Exercise: Copy each of the records below word for word, line by line.

Exercise input:
* * * * * * *
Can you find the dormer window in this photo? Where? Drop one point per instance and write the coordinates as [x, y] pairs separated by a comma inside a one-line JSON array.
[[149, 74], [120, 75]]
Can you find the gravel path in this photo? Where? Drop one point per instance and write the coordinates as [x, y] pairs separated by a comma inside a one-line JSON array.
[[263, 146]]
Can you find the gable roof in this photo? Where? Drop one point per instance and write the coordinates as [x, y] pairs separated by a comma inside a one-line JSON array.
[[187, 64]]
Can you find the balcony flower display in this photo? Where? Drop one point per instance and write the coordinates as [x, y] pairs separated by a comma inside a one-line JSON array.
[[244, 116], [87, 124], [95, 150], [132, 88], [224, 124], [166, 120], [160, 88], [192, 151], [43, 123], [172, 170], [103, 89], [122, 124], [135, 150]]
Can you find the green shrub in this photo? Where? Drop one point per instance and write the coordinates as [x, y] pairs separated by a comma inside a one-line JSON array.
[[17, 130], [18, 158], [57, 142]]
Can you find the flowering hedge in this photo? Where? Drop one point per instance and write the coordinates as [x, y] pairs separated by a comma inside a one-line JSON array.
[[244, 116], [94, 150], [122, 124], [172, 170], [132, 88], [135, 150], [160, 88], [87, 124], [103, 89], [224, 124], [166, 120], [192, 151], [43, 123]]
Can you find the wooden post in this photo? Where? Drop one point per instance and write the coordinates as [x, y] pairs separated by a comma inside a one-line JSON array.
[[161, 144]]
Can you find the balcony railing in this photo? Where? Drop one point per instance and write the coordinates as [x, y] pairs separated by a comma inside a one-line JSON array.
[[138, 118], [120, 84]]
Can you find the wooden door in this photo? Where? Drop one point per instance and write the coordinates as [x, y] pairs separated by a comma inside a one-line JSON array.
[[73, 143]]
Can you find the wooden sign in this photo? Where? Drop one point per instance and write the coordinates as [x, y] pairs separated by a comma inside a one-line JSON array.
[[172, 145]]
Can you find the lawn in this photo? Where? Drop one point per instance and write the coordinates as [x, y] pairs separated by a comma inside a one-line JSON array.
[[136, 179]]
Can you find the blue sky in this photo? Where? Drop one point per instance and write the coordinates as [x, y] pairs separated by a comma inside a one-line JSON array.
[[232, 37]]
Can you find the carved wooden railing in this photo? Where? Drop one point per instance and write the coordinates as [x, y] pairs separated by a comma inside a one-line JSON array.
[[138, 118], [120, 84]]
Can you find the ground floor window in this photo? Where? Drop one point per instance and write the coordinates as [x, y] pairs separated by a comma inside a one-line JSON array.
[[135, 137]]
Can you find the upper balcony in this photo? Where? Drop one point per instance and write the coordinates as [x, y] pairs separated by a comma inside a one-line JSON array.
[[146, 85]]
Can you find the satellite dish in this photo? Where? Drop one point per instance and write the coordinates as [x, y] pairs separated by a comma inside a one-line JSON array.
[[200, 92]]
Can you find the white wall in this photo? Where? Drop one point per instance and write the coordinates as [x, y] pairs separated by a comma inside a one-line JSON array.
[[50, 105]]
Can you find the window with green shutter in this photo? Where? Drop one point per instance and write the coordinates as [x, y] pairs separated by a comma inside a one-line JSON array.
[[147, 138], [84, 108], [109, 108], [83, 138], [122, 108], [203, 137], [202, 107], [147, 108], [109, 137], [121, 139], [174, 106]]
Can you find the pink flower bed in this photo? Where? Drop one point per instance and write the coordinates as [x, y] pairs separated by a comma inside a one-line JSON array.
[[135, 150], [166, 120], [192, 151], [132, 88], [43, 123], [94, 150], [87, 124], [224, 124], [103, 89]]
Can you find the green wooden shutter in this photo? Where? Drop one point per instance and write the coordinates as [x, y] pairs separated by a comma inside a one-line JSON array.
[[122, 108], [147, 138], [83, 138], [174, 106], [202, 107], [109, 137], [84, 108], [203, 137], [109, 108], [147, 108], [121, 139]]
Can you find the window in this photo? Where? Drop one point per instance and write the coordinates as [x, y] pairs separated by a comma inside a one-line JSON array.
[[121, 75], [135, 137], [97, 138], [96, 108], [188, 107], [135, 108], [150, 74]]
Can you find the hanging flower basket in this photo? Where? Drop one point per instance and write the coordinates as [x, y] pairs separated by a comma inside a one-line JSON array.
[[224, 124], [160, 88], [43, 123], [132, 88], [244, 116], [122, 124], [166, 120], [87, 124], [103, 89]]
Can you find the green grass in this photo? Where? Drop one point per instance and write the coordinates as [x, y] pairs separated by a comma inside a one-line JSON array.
* * * * * * *
Response:
Can you find the dormer window in this photo? Where? Drop one point per instance and write the coordinates as [x, y] pairs separated by a comma inside a one-line JSON array.
[[149, 74], [120, 75]]
Can you find the gravel path in this photo? Where? Drop one point per instance and write the coordinates as [x, y] pairs separated by a comma inside a one-line JSON array.
[[263, 146]]
Can you find the gable roof in this photo? Where? Drop one point per instance and write the coordinates as [x, y] pairs separated by a comma inside a one-line JSON array.
[[187, 64]]
Can you find the balcony flower display in this photo? Where? Drop one point per instance and write the coordinates as [x, y] pairs separated by a comma inside a one-line JSON array.
[[244, 116], [87, 124], [95, 150], [132, 88], [224, 124], [166, 120], [160, 88], [192, 151], [43, 123], [172, 170], [103, 89], [122, 124], [135, 150]]
Can you find the green shrub in this photo? Where? Drop one point per instance and write the coordinates as [x, y] pairs separated by a comma inside a one-line JSON array.
[[17, 130], [18, 158], [57, 142]]
Can you find the flowering hedge in this photo? Where? Drop one point per instance and write the coordinates as [x, y] pairs separated by a comma inside a one-line JSON array.
[[244, 116], [94, 150], [122, 124], [172, 170], [132, 88], [135, 150], [160, 88], [87, 124], [103, 89], [224, 124], [166, 120], [192, 151], [43, 123]]
Can you find the wooden post in this photo? Where? Drop one point per instance and write the coordinates as [x, y] pairs separated by a comma inside a one-line JSON array.
[[161, 144]]
Can you find the balcony railing in this photo? Where? Drop one point per instance and write the coordinates as [x, y] pairs separated by a comma inside a one-line JSON array.
[[138, 118], [120, 84]]
Can you find the wooden door in this photo? Where? Drop one point per instance and write the coordinates as [x, y] pairs separated by a comma inside a one-line JSON array.
[[73, 143]]
Can you find the wooden sign in this photo? Where? Drop one point per instance and write the coordinates as [x, y] pairs separated by a comma inside a one-line JSON array.
[[172, 145]]
Can you find the lawn in this photo? Where? Drop one point per instance and write the coordinates as [x, y] pairs separated by a comma inside a one-line JSON array.
[[136, 179]]
Can you find the blue sky in this photo? Where? Drop one point per instance and write the coordinates as [x, y] pairs separated by a comma inside a one-line JSON array.
[[232, 37]]
Can you find the carved wooden railing in this photo? Where? Drop one point per instance and write the coordinates as [x, y] pairs separated by a comma inside a one-line JSON array.
[[138, 118], [120, 84]]
Can you find the ground floor window in this photo? Where? Drop one point per instance and write the coordinates as [x, y] pairs separated by a comma inside a one-line JSON array.
[[135, 137]]
Can you find the upper balcony in this photo? Where? Drop one point per instance and write the coordinates as [x, y] pairs separated by a comma inside a one-line JSON array.
[[146, 85]]
Can you find the satellite dish in this photo? Where? Drop one point per instance and write the coordinates as [x, y] pairs separated by a comma inside a one-line JSON array.
[[200, 92]]
Can you find the white wall in this photo? Where? Drop one point per instance and write the coordinates as [x, y] pairs separated by a comma inside a one-line JSON array.
[[50, 105]]
Can you find the window with green shutter in this photo? Where? Drop one point per instance and write the coordinates as [x, y] pairs separated by a comma inside a one-line JSON array.
[[147, 138], [84, 108], [109, 108], [83, 138], [122, 108], [203, 137], [202, 107], [147, 108], [109, 137], [121, 139], [174, 106]]
Can you find the pink flower bed in this photo? Where? Drop one point per instance and write the coordinates as [x, y] pairs separated by a comma inside a one-line JSON array.
[[135, 150], [166, 120], [192, 151], [132, 88], [43, 123], [94, 150], [87, 124], [224, 124], [103, 89]]
Can you find the green wooden shutter in this photo? Where? Drop one point per instance and write the coordinates as [x, y] pairs separated by a comma inside a one-line JSON array.
[[122, 108], [147, 138], [83, 138], [174, 106], [202, 107], [109, 137], [84, 108], [203, 137], [109, 108], [147, 108], [121, 139]]
Can you find the window in this photo? Where? Drop one point per instance and write the coordinates as [x, y] pairs separated by a comma inside a one-line JSON array.
[[121, 75], [135, 137], [97, 138], [96, 108], [188, 107], [135, 108], [150, 74]]
Can you find the hanging flower basket in this photo? Where? Drop one point per instance and write the coordinates as [x, y] pairs separated by a comma inside a one-line JSON array.
[[224, 124], [160, 88], [43, 123], [132, 88], [244, 116], [122, 124], [166, 120], [87, 124], [103, 89]]
Can you find the green grass in this photo? Where? Drop one point per instance and write the coordinates as [x, y] pairs separated by a comma inside a one-line JSON array.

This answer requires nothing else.